State how many lines of the records below contain the string "hill", counting only case-sensitive matches. Reply with the number alone.

Pointing dataset records:
---*---

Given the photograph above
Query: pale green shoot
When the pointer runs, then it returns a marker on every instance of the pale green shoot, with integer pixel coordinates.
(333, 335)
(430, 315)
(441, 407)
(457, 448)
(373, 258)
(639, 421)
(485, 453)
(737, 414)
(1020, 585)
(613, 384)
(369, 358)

---*---

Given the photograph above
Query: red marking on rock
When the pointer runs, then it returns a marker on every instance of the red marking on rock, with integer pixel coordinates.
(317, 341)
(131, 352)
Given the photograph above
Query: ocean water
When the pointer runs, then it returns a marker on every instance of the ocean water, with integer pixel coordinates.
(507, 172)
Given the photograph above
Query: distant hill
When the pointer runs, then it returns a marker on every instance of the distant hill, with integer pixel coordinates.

---*---

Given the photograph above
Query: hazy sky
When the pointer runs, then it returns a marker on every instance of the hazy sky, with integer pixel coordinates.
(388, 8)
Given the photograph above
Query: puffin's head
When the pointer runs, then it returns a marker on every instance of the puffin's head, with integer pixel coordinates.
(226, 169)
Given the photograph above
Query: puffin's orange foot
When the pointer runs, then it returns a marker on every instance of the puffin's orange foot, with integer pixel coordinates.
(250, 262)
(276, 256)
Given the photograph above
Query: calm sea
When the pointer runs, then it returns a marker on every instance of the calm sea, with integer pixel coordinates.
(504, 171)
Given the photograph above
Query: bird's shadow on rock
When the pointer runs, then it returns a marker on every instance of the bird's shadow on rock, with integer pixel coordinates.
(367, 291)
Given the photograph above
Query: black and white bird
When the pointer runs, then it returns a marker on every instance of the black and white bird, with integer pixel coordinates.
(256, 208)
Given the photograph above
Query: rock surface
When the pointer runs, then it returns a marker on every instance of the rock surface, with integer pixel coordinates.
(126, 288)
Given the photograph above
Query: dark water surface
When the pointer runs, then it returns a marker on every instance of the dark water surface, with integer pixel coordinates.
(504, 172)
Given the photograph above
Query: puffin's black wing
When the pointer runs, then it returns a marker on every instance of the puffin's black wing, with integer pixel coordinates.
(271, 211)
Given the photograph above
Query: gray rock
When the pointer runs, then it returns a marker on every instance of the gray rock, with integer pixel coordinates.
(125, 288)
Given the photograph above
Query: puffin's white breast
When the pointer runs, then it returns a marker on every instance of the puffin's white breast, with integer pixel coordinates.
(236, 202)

---*---

OUTPUT: 2